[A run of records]
※ ※ ※
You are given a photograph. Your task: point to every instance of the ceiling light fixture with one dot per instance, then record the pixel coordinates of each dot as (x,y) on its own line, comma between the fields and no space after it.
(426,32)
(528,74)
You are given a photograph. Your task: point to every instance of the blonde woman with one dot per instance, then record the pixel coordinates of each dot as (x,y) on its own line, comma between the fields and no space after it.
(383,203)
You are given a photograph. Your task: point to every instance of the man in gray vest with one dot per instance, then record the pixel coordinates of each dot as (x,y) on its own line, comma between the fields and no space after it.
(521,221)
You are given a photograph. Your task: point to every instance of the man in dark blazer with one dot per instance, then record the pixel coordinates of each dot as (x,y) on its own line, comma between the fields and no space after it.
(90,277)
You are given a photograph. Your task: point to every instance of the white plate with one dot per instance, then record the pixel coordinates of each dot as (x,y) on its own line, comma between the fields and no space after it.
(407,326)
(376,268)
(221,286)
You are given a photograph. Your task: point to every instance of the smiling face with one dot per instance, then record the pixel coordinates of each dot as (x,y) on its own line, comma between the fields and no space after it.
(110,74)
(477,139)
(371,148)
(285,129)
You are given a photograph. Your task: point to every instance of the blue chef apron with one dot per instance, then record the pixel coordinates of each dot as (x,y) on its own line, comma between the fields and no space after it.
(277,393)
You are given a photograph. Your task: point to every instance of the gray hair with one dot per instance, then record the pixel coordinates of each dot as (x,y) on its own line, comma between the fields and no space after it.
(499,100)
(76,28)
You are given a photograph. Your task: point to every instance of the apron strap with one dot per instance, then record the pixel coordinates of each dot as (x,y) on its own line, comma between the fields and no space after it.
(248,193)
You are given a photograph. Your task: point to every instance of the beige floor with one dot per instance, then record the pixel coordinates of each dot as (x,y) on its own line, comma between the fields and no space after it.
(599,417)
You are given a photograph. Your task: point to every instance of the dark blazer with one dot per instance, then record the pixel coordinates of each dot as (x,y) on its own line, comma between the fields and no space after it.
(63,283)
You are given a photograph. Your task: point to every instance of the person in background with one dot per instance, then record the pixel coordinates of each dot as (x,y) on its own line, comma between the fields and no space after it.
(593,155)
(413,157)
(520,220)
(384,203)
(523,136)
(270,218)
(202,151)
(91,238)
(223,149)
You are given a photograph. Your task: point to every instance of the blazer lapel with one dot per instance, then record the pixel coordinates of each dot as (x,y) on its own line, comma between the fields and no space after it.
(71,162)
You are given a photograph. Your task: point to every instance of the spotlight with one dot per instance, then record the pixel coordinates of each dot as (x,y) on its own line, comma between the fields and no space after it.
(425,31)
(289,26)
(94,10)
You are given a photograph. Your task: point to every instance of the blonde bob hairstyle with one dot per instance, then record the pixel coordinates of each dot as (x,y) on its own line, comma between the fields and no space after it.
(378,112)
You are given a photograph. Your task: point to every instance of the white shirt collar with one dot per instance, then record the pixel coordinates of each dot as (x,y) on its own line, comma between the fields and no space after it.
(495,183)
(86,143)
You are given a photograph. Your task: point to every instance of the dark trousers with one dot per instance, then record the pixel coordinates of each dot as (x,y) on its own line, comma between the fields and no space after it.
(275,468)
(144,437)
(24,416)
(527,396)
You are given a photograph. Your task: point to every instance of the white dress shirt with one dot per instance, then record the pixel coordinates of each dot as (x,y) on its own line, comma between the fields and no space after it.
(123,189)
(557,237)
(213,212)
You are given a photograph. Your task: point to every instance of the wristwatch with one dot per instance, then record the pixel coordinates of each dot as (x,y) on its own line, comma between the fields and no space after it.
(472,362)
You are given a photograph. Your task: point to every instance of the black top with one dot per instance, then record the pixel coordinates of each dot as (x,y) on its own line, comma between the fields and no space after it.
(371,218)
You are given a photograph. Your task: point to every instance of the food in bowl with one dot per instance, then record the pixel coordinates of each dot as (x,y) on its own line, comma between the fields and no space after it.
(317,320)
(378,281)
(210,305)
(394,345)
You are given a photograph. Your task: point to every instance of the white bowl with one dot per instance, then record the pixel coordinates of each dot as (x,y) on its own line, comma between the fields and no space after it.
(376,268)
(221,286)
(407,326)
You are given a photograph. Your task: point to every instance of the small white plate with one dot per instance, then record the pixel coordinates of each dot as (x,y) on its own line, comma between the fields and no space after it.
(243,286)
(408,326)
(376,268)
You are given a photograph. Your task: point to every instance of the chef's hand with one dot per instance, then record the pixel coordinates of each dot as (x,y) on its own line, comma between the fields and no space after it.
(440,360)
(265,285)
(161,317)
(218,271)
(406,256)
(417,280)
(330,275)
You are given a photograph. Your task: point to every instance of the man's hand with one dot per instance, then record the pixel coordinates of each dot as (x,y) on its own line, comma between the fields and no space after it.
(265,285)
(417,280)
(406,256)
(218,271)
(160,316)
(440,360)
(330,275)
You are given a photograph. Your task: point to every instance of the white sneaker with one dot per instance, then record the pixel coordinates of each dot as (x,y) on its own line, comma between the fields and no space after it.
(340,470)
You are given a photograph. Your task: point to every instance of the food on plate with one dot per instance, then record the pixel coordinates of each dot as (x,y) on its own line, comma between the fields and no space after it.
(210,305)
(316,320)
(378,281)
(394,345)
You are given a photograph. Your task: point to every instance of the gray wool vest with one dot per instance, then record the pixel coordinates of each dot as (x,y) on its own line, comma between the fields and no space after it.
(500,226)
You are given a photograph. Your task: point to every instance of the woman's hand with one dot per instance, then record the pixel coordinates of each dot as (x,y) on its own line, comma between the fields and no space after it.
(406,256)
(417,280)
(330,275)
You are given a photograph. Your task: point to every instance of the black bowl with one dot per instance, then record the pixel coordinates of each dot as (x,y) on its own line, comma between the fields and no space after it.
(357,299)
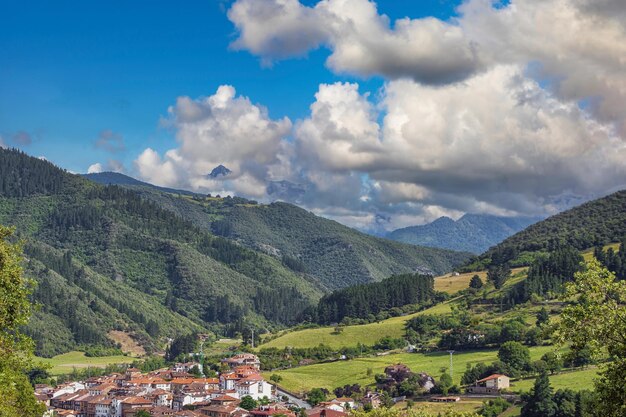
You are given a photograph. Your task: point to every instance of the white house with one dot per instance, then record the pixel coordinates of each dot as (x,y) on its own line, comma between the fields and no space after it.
(254,386)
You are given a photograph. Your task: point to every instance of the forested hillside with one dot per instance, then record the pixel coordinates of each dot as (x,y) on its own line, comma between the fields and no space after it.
(472,233)
(361,301)
(337,255)
(594,223)
(105,259)
(332,254)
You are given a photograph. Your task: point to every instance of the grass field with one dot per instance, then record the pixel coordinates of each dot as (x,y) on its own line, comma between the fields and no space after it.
(588,254)
(65,363)
(465,405)
(576,380)
(334,374)
(453,284)
(367,334)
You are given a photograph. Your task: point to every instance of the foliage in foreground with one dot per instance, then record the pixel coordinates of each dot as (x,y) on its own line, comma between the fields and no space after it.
(16,393)
(598,320)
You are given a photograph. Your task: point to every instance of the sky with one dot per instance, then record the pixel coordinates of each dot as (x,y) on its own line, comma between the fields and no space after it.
(379,114)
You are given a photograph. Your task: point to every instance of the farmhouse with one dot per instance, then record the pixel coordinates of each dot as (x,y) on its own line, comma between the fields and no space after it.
(490,385)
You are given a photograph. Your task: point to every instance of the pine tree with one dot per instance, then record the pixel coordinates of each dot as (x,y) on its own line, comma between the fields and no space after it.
(16,393)
(476,282)
(539,402)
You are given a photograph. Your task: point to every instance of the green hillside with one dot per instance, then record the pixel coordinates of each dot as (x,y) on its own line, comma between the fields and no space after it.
(106,259)
(472,233)
(594,223)
(335,256)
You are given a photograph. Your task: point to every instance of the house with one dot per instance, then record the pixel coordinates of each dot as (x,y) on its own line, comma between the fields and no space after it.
(490,385)
(132,373)
(131,405)
(445,399)
(345,402)
(254,386)
(222,411)
(325,412)
(227,381)
(371,399)
(225,400)
(101,407)
(398,372)
(184,398)
(270,410)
※ ※ ※
Required work = Format every line of the records above as a numbered list, leaving out blank lines. Do not include the pictures in your answer.

Completed task =
1. You are given a photograph. Your task: point to every instance of the ceiling light fixture with one dot per instance, then record the pixel coordinates of each dot as (x,y) on its own line, comma between the fields and no space after it.
2. (426,32)
3. (528,74)
4. You are given a photograph. Your task: point to every instance of the blonde woman with one dot per instance, then record the pixel coordinates of each dot as (x,y) on its own line, comma between the fields and no space after it.
5. (383,203)
6. You are given a photograph. Your task: point to every instance of the man in gray vest with one dot per instance, then record the pixel coordinates of each dot as (x,y) on its own line, comma between the fields and no space after it.
7. (521,221)
8. You are given a photograph. Your task: point to every instance of the man in dark blazer with one dot per instance, then record the pixel coordinates of each dot as (x,y) on its own line, comma between the fields and no space after it.
9. (90,277)
10. You are given a photograph. Your task: point to every instance of the white plate with one dot per instance, then record the pixel coordinates of each dot as (x,y) on its own line, comma between the fields and no space after it.
11. (407,326)
12. (376,268)
13. (221,286)
14. You are given a photograph. Your task: point to every instance of the smiling face with one dot per instance, then record the pixel coordinates of each dot as (x,y) on its own line, comma between the fields and no space after it.
15. (110,74)
16. (477,139)
17. (371,148)
18. (285,129)
19. You are given a photograph. Your task: point to every instance of the blue chef apron with one dot per instance, then record the pixel coordinates of each dot as (x,y) on its own line, comma between the fields and no space after it.
20. (277,393)
21. You are given a photograph. Your task: point to every instance of the gray hair with one dot per instance, then record the pixel coordinates of each dot as (x,y) on its own line, comma between the fields and no space after it.
22. (499,100)
23. (76,28)
24. You are given a photograph. Your task: point to every instance of the apron strap with one dot per instance, then record the pixel coordinates of each dot as (x,y) on its own line, comma between the fields and no space after it.
25. (248,193)
26. You are given a photograph. Your task: point to every instance of the beige floor with one dot per instance, then record the pixel coordinates of each dot as (x,y) on its own line, comma between the fields and no space after it.
27. (599,417)
28. You are given a photograph. Your task: point to every instance of the dark blazer with one dot per instance, then record the pixel coordinates of each dot as (x,y) on its own line, comma between the fields and no space after it.
29. (63,283)
30. You are given a photograph. Your task: point to every instance of the person in background with one dot per instance, then record the pixel coordinates of each dot as (x,y) on its own line, comma between the fields and no space after it.
31. (593,155)
32. (413,157)
33. (520,220)
34. (384,203)
35. (523,136)
36. (270,218)
37. (202,151)
38. (91,238)
39. (223,149)
40. You are given a photograph. Your task: point to every instance of the blazer lapel with one dot per instance, then record the pixel coordinates of each dot as (x,y) on its own line, comma between the fields and no space after it.
41. (71,162)
42. You are given a photograph. Your task: point to every instance of the spotlight with one dot per instance, then record the pixel coordinates of each dot as (x,y) on its own line, comma between the fields and no space after it.
43. (425,31)
44. (289,26)
45. (94,10)
46. You are given a photograph. Your task: point to every instance of the blonde bob hairstyle with one dot per instance, then record the pixel coordinates of each dot as (x,y) on its own line, comma between the fields and no space after it.
47. (378,112)
48. You are given a photograph. Your task: point to every instance of the white shirt collar with one dot per instance, then record the pixel coordinates of each dot as (x,y) on its own line, comma between the fields and no space after it.
49. (495,183)
50. (86,143)
51. You are given a photograph. Your task: point to every instance of the dark trousers with one dot per instance, then record the pixel coordinates of each dot as (x,y) on its own line, comma between the fields and no space after it.
52. (275,468)
53. (144,437)
54. (24,416)
55. (527,396)
56. You are given a photograph. Your task: point to every instance of the white dress shirt with one dot per instance, then record the pixel coordinates of each dot as (x,y) on its own line, comma between the fields and no space after it.
57. (123,189)
58. (557,237)
59. (213,212)
60. You are given a photograph. Your task: point to every instance of the wristwatch with one dot per instance, then record the pixel coordinates of each dot as (x,y) on its own line, comma between the fields and no space after it.
61. (472,362)
62. You are given a photograph. Your task: point to every instance of the black top with one dot per instance, then record the pixel coordinates of each dot as (x,y) on its own line, comma between the fields and no space after it.
63. (371,218)
64. You are given a photograph. Your task: point to every instance of the food in bowl with one dot per instance, then record the pixel coordinates of each dot as (x,y) on its own line, comma between the fields and no space after it.
65. (317,320)
66. (378,281)
67. (210,305)
68. (394,345)
69. You are given a photograph. Your task: point to every instance of the white bowl with one dot per instance, then record the pixel coordinates of each dot as (x,y) on its own line, comma between the fields and no space after it.
70. (376,268)
71. (221,286)
72. (407,326)
73. You are given a photograph. Your task: point to every instance of the small white plate with one dot per instance, then record the pixel coordinates of each dot as (x,y) on its own line, comma between the fields and no space after it.
74. (243,286)
75. (408,326)
76. (376,268)
77. You are given a photograph. Your task: point to every instance of the chef's hand with one dot per instance, then record the pixel coordinates of each dot as (x,y) on its own line, comma between the fields and no space after it.
78. (440,360)
79. (265,285)
80. (161,317)
81. (218,271)
82. (406,256)
83. (417,280)
84. (330,275)
85. You are given a photograph. Your task: point to every instance of the man's hand with one dot per instance, then record the pixel coordinates of each dot as (x,y) on its own line, comma between the fields and no space after it.
86. (265,285)
87. (417,280)
88. (406,256)
89. (218,271)
90. (160,316)
91. (440,360)
92. (330,275)
93. You are given a photograph. Your task: point to every instance of the white sneaker with one dot per instance, then record the pixel coordinates of each dot as (x,y) on its own line, comma between the fields and no space after it.
94. (340,470)
95. You are given a photograph. Your task: point to every instance of the food on plate with one dot per instance, then record the pixel coordinates of each dot as (x,y) on its own line, comma between the fields and no space after it.
96. (210,305)
97. (316,320)
98. (378,281)
99. (394,345)
100. You are given a photograph. Your task: point to every instance of the gray wool vest with one dot per instance, then record the pixel coordinates of each dot as (x,y) on its own line, comma between the fields and no space after it.
101. (500,226)
102. You are given a photograph. Your task: point to every instance of the woman's hand with one dot per instance, then record the pixel coordinates of each dot as (x,y) on its own line, comma between the fields and no space after it.
103. (406,256)
104. (417,280)
105. (330,275)
106. You are given a photograph. Your task: point to every instance of the black bowl with one dot per instance, then record the pixel coordinates of each dot as (x,y) on its own line, comma between the fields and no space after it.
107. (357,299)
108. You are given a photograph. Your task: point to every instance of the white house with one dot per instance, then record the pixel coordinates of each dot as (x,y) on its own line, comma between the fields and no space after it.
109. (254,386)
110. You are given a photograph. Your task: point to every instance of the forested hillside with one dot per instance, then record the pixel coordinates of each dot as (x,y) on its own line, comma between the fields and no space after it.
111. (472,233)
112. (361,301)
113. (337,255)
114. (594,223)
115. (105,259)
116. (332,254)
117. You are given a photograph. Your task: point to every instance of the grass field with one dot per instance, then record the pixel coordinates of each dot as (x,y) on its own line, comma between the fields and no space after it.
118. (588,254)
119. (65,363)
120. (465,405)
121. (576,380)
122. (334,374)
123. (453,284)
124. (367,334)
125. You are given a photograph. Your task: point to every instance of the foliage in foreground with one dot per instance, then record the pixel coordinates of each dot as (x,y) on its own line, comma between the fields and no space after it.
126. (16,393)
127. (598,320)
128. You are given a photograph. Your task: point to every instance of the sky with one dot per instance, then record the pixel coordinates of each dot as (x,y) on its own line, comma between the fields and no space after it.
129. (379,114)
130. You are given a photograph. Your task: point to every instance of the farmhouse with one dot per instance, then record the pixel coordinates of each dot as (x,y) on its own line, comma between the fields and no space after it.
131. (490,385)
132. You are given a photograph. Your task: point to every instance of the pine tree with one dot per instance, then record the pixel coordinates of each dot as (x,y) on its own line, comma between the fields and no space after it.
133. (16,393)
134. (476,282)
135. (539,402)
136. You are given a photograph. Your task: point to every instance of the green hillside with one dot per instance, then record the pixel coordinates of each dot as (x,y) on its own line, comma between the fields and no space after it.
137. (106,259)
138. (472,233)
139. (594,223)
140. (335,256)
141. You are given a photograph. Your task: point to every instance of the house with one dot per instance, then record the pixel coordinates of each dot as (x,y) on its own line, comma between the fields and no space after it.
142. (490,385)
143. (132,373)
144. (131,405)
145. (445,399)
146. (345,402)
147. (254,386)
148. (222,411)
149. (325,412)
150. (227,381)
151. (371,399)
152. (225,400)
153. (101,407)
154. (398,372)
155. (184,398)
156. (270,410)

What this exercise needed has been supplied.